* [Text provided]:
-=-=-

I recently remembered the dogs sniffing out COVID-19 patients on airports and started to research. Apparently, some papers did preliminary research on dogs' ability to detect various types of cancers (https://en.wikipedia.org/wiki/Canine_cancer_detection, https://www.sciencedaily.com/releases/2019/04/190408114304.htm).

The most interesting one was a study on breath samples of cancer and non-cancer patients, where dogs identified lung cancer with a sensitivity of 71% and a specificity of 93% (https://erj.ersjournals.com/content/early/2011/08/05/09031936.00051711.abstract?sid=b4c367ac-6264-4d94-8b46-2b1505bb3fcf). The whole sniffing dogs idea was based exactly on VOCs you mentioned, produced by the patient. As cancer is usually correlating with age, hopefully, the same method can be transposed to our session here.

So, it could be wise to pair up with Shubhankar Kulkarniand help the idea of defining the aging phenotype. To define the most important checkpoints of biological aging, people of different chronological age, with different (presumingly important) age-related disorders, whose biological age (BA) was previously estimated based on current methods, could be brought in for an experiment. Dogs should, from the urine, blood, or breath, be able to detect people falling into the same group or BA interval.

-=-=-

* [Problem description]: According to the text on cancer-sniffing dogs, what sensitivity and specificity did dogs reach in identifying lung cancer from breath samples? The lines after this text are not needed for what is asked here.

-=-=-

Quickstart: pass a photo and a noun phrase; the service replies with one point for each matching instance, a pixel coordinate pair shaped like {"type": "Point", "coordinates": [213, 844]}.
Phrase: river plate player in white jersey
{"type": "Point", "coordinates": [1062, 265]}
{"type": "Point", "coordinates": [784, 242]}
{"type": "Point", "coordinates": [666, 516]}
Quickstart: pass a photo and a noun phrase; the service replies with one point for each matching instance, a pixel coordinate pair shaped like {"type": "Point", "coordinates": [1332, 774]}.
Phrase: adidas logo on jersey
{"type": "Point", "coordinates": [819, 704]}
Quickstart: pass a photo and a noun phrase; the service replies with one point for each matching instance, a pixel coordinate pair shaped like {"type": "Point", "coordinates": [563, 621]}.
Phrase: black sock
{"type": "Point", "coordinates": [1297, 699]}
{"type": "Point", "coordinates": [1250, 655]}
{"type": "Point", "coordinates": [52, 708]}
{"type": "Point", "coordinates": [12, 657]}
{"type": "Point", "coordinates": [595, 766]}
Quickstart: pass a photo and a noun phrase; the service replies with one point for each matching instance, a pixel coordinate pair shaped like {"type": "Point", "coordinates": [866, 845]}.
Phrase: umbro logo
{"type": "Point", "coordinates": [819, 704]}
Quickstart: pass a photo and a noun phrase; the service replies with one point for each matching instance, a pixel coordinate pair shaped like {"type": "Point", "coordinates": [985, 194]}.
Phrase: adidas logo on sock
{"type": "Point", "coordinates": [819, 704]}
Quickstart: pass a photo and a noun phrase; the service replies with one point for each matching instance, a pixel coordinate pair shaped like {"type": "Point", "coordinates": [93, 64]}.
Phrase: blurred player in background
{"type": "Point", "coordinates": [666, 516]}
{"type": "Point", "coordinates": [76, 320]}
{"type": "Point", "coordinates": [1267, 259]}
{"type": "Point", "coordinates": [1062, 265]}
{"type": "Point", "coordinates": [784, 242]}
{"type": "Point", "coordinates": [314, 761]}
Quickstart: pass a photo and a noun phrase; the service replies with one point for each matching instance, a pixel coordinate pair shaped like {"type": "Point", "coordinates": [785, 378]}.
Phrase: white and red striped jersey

-=-=-

* [Task answer]: A sensitivity of 71% and a specificity of 93%.